### [What is needed]
Write the next few paragraphs of the review of the African history book, starting right after its final sentence.

### [Excerpt to read]
——
Posted on June 12, 2015

The Fortunes of Africa

Thomas Jackson, American Renaissance, May 15, 2015

Martin Meredith, The Fortunes of Africa: A 5000-Year History of Wealth, Greed, and Endeavor, Public Affairs, 2014, 784 pp., $35.00.

It is not easy to fit 5,000 years of the history of anything between two covers, much less the history of an entire continent. Journalist and historian Martin Meredith has not only done it, he has done it very well. The Fortunes of Africa is a first-rate introduction to a part of the world about which most Americans know next to nothing, and is an excellent companion to Mr. Meredith’s masterful account of black Africa since independence, The Fate of Africa.

FortunesOfAfrica

Like the previous volume, this one is marvelously unsentimental. Mr. Meredith has no use for fantasies about mythical black sages and empires, nor does he make a fetish of the sins of the white man. He just tells the story–and it is a fantastic tale of colorful characters and useful lessons.

Recurring patterns

Although the author does not always call attention to them, there are clear patterns that emerge from this history, one of which is the importance and persistence of slavery. Except among people such as the Pygmies and Hottentots who were so poor that they were all struggling to survive, slavery was practiced all across the continent for as long as we have records.

Foreign peoples who came into contact with black Africans appear to have found them deeply alien and fit candidates for slavery. Place names that persist to this day reflect what must have been the first reaction of all outsiders on first meeting blacks. “Sudan” by which was meant the entire south Saharan region, comes from the Arabic Bilad as-Sudan, meaning “land of the blacks.” “Guinea,” which is in the names of three African countries as well as the gulf of that name, comes from a Moroccan word meaning “black.” “Ethiopia” comes from the Greek, meaning “burnt faced.” Zanj, which is the Arab name for the east coast of Africa and for its inhabitants, means “black.” Likewise, “Zanzibar” is from the Persian, and means “black coast.”

For centuries, black Africa had only three major exports: gold, ivory, and slaves. When trade caravans began crossing the Sahara in the 8th century, they brought slaves north. Mr. Meredith notes that the service life of early trans-Saharan slaves was about seven years, so there was steady demand. A good horse could be traded for 10 to 30 slaves, and eunuchs brought the highest prices. From 600 to 1500 AD, before the trans-Atlantic trade began, there were probably some 4 million slaves taken across the Sahara to markets in North Africa and the Middle East. Enslavement of blacks was so common that the Arab word abd, which means “slave,” (the name Abdullah means “slave of Allah”) also meant any black person.
——
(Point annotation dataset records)
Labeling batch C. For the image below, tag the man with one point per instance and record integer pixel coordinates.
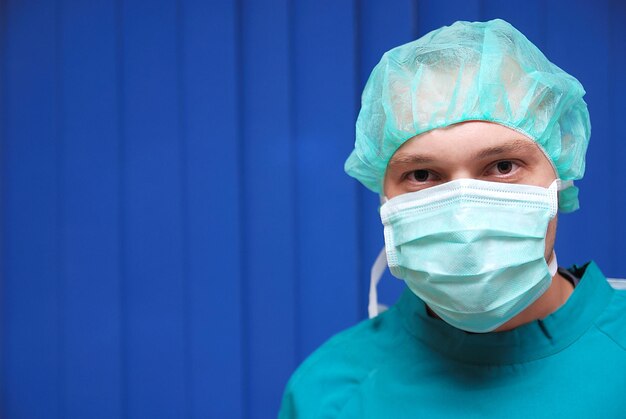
(473, 138)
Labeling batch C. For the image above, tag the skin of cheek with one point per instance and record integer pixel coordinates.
(550, 237)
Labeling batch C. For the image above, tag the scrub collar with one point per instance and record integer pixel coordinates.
(531, 341)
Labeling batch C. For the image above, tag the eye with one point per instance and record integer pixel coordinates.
(504, 167)
(419, 175)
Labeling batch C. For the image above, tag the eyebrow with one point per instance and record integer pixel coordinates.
(517, 145)
(512, 147)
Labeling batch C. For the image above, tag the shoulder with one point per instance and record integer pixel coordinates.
(327, 380)
(612, 322)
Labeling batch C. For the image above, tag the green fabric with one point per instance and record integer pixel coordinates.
(405, 364)
(470, 71)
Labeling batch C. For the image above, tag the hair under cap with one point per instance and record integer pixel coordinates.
(487, 71)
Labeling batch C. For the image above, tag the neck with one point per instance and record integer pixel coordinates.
(551, 300)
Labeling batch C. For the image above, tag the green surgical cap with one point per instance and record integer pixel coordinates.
(487, 71)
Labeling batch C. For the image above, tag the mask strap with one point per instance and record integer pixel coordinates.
(553, 265)
(378, 268)
(563, 184)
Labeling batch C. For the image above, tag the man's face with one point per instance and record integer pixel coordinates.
(476, 150)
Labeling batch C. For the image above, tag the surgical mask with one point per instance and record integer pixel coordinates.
(472, 250)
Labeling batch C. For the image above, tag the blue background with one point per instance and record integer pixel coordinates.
(177, 230)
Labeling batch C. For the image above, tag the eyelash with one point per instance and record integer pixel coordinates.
(515, 165)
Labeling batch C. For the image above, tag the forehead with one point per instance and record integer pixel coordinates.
(468, 139)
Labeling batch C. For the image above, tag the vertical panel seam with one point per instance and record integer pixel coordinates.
(121, 128)
(415, 24)
(3, 197)
(243, 270)
(60, 207)
(293, 168)
(614, 184)
(182, 133)
(359, 198)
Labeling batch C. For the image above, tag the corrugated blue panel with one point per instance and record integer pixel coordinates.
(432, 14)
(267, 182)
(380, 28)
(153, 168)
(617, 93)
(177, 229)
(326, 197)
(578, 41)
(32, 367)
(210, 116)
(90, 185)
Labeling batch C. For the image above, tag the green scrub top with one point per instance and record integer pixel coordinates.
(406, 364)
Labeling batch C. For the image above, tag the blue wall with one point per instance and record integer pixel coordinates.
(177, 230)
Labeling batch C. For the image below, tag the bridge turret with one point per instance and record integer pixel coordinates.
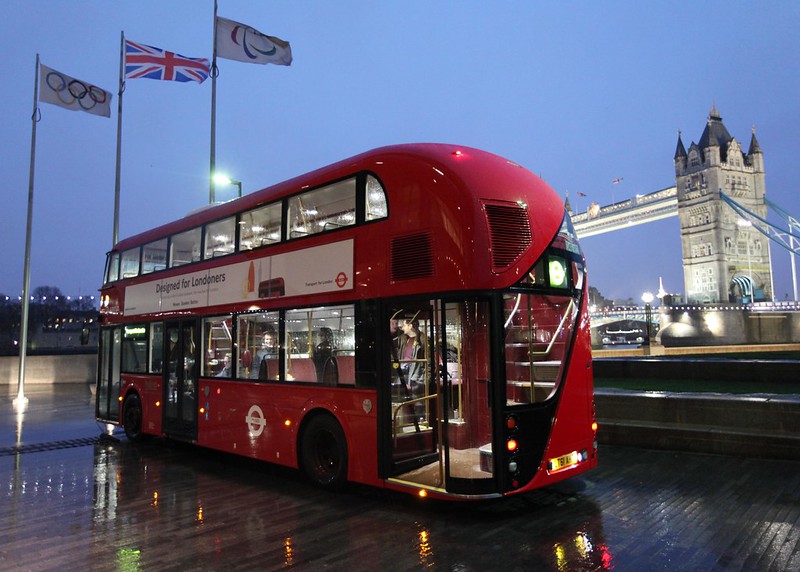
(718, 250)
(680, 156)
(755, 157)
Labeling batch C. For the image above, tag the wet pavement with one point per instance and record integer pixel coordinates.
(71, 500)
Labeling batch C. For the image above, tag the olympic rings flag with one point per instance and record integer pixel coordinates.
(70, 93)
(242, 43)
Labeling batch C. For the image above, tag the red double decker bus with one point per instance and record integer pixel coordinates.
(414, 318)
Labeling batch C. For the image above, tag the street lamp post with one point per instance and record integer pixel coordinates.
(647, 298)
(221, 179)
(743, 223)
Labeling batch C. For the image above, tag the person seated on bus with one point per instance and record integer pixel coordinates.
(412, 362)
(226, 370)
(324, 360)
(266, 353)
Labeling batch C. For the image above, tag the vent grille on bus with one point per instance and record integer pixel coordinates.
(509, 233)
(412, 257)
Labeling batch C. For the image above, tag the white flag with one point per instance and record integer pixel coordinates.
(242, 43)
(65, 91)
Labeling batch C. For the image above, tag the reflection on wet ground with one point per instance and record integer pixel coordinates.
(110, 505)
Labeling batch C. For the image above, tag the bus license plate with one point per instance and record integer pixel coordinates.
(561, 462)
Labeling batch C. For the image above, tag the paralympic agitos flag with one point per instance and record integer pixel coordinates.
(142, 61)
(70, 93)
(242, 43)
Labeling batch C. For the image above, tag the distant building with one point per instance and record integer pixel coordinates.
(724, 260)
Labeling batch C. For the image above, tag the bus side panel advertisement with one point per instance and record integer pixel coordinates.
(326, 268)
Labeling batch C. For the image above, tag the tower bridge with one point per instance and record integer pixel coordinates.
(634, 211)
(720, 198)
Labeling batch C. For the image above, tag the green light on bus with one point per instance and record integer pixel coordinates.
(558, 273)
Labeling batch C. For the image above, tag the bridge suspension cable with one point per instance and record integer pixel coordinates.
(784, 237)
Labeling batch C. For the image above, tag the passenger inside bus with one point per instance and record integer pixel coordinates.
(324, 361)
(411, 352)
(226, 370)
(265, 356)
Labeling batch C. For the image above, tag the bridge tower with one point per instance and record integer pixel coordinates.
(724, 259)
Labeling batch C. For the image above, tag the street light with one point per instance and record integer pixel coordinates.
(647, 298)
(221, 179)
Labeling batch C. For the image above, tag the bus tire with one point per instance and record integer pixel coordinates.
(323, 453)
(132, 418)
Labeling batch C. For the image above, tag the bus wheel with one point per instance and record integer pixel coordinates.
(132, 418)
(323, 453)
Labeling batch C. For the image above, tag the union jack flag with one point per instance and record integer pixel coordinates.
(153, 63)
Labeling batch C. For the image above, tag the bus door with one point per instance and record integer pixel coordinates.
(439, 421)
(180, 379)
(108, 375)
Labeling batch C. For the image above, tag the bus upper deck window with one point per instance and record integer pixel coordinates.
(185, 248)
(220, 237)
(154, 256)
(323, 209)
(260, 227)
(375, 199)
(112, 268)
(130, 263)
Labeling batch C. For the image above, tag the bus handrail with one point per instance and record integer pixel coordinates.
(400, 406)
(555, 335)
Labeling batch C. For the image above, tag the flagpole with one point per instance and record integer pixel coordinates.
(214, 73)
(21, 401)
(119, 135)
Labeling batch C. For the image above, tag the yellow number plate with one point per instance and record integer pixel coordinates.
(562, 462)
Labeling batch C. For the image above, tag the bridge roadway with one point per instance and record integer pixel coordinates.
(71, 501)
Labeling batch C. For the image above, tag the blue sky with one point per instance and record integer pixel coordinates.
(580, 93)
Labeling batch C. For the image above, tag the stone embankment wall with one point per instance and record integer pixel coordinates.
(81, 368)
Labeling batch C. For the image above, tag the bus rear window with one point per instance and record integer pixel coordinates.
(130, 263)
(154, 256)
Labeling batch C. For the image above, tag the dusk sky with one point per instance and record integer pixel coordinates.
(580, 93)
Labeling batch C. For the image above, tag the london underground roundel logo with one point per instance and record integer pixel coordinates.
(255, 421)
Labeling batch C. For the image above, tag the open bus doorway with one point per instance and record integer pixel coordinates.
(440, 414)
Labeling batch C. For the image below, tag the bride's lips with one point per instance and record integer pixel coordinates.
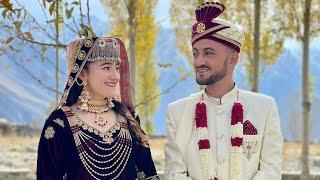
(110, 84)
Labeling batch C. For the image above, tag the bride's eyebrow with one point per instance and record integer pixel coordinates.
(105, 63)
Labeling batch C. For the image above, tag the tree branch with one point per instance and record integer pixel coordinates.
(34, 77)
(22, 37)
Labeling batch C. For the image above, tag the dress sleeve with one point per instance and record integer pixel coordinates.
(50, 164)
(145, 165)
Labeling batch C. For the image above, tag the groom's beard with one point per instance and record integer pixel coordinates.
(220, 74)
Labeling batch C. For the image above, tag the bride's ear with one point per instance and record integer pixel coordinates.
(83, 75)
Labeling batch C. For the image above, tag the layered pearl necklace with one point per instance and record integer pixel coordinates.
(99, 108)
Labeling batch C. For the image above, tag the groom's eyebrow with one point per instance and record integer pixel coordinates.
(209, 49)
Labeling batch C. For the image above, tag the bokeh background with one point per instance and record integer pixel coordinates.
(280, 58)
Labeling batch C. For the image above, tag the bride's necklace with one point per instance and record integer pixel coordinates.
(98, 108)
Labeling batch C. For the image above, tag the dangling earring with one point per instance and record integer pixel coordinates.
(110, 103)
(84, 97)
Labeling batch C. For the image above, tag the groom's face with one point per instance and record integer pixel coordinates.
(211, 61)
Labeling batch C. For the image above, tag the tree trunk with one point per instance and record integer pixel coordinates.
(132, 46)
(57, 51)
(305, 174)
(256, 46)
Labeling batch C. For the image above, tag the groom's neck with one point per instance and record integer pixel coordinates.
(220, 88)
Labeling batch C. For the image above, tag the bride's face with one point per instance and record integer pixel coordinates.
(102, 79)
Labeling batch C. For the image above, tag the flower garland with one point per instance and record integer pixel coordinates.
(206, 155)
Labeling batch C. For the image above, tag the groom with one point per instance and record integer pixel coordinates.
(222, 132)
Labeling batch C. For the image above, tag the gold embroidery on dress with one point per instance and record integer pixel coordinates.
(96, 154)
(59, 121)
(49, 132)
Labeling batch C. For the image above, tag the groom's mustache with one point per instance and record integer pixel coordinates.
(203, 66)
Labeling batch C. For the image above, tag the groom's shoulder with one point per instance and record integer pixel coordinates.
(256, 97)
(185, 100)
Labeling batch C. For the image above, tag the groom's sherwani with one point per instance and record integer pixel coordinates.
(262, 152)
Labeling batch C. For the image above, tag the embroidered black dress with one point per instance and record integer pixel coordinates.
(70, 149)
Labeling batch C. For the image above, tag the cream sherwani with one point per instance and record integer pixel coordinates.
(262, 157)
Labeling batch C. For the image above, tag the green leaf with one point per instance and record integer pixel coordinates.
(17, 24)
(9, 39)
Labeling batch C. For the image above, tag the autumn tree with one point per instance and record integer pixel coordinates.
(134, 22)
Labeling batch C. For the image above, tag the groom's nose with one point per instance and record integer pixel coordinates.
(199, 61)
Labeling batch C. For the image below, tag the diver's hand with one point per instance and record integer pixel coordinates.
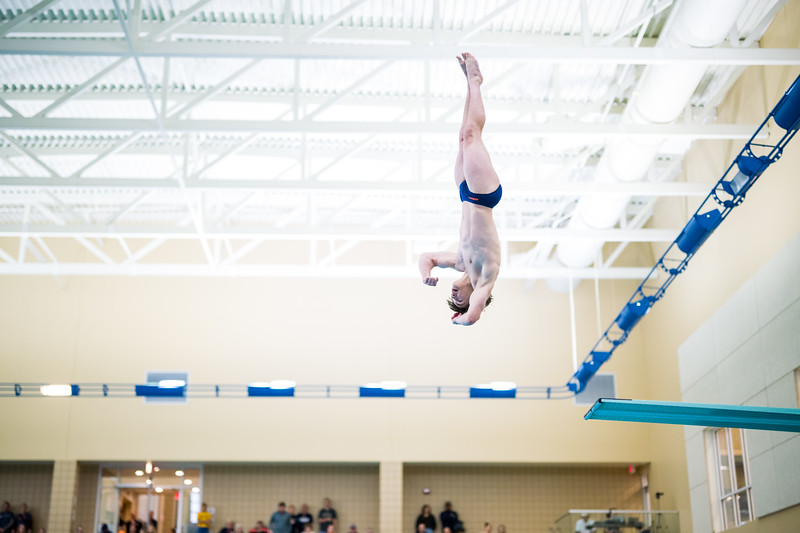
(461, 320)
——
### [The reply]
Muslim Arabs tried to conquer the black Christian kingdoms in the highlands of what is now Ethiopia (missionaries from Alexandria had converted them in the fourth century). The Christians fought the Muslims to a standstill and established a truce, under which there was to be an annual exchange. The Arabs would supply horses, wheat, etc., in return for 360 of “the finest slaves of your country,” both male and female. Mr. Meredith writes that this deal, known as the Baqt, was honored for six centuries.

For about 800 years, Muslims shipped slaves from the east coast of Africa. Zanzibar is only 20 miles off the coast of Africa, but sea-faring Arabs controlled the island, and Islam was firmly established by the 11th century. From bases in Zanzibar, Arabs controlled a vast, East African slave and ivory trade, with destinations throughout the Middle East. During the 1860s, after the trans-Atlantic trade had been essentially abolished, Zanzibar was still shipping out some 20,000 slaves and 250 tons of ivory every year.

SlaveryMap

Stone Town, on Zanzibar, was the world’s last public slave market. The British shut it down in 1873, but could not root out the system, and Arab traders continued to hunt slaves in the interior to work on plantations on the coast. In 1875, the British Navy had to put down several local rebellions by slave traders on the coast who were furious that outsiders were meddling in their business. Mr. Meredith notes that British interference resulted in a sharp rise in the price of slaves.

It was the Portuguese who began the Atlantic slave trade in 1441, initially supplying markets in Portugal and Spain. Henry the Navigator initially promoted exploration of the African coast in the hope of finding a sea route to the gold mines in what is now Ghana, but slaves turned out to be a more accessible commodity. Since slavery was widely practiced in West Africa, the Portuguese had no trouble finding suppliers, and rarely had to go on slaving expeditions themselves. The Spanish church sent missionaries to the Congo delta, where profits were so high that even priests traded slaves.

In many African kingdoms, the punishment for crimes such as murder or theft was enslavement, and chiefs were happy to sell off their criminals to Europeans. A horse could be had for 9 to 14 slaves, but guns were also very popular. Africans who got their hands on them first attacked neighboring tribes in order to capture and sell yet more slaves. Chiefs policed their turf just as drug gangs do today, executing rivals.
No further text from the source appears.